● **Brief**
Every entry below should be written out exactly, and no image should appear.

● **Data for analysis**
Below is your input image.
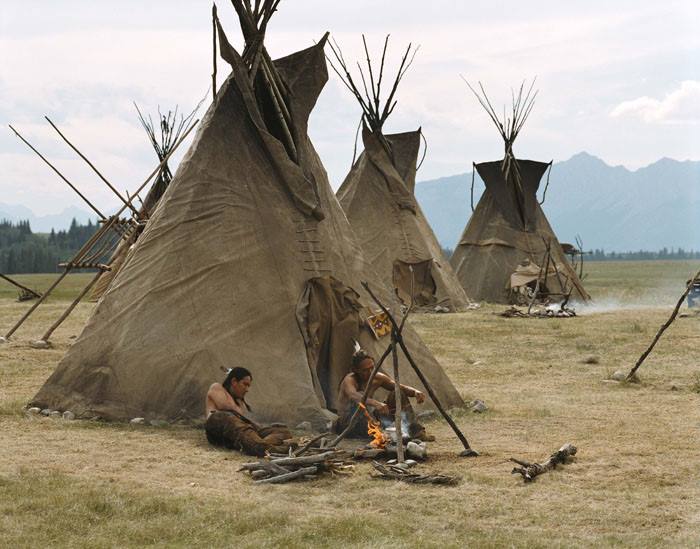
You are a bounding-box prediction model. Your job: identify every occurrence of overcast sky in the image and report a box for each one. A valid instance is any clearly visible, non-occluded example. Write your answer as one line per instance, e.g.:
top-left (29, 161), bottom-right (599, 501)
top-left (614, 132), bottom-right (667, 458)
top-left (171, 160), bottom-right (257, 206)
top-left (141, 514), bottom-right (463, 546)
top-left (1, 0), bottom-right (698, 215)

● **Exercise response**
Below is your input image.
You are a bounding-box prediction model. Your job: identify every occurrence of overcast sky in the image and report a box for each one. A valid instance is any clearly visible, non-occluded example. Write your answer as one line per instance, e.g.:
top-left (29, 161), bottom-right (599, 501)
top-left (614, 132), bottom-right (667, 458)
top-left (171, 160), bottom-right (257, 206)
top-left (141, 514), bottom-right (463, 546)
top-left (1, 0), bottom-right (698, 215)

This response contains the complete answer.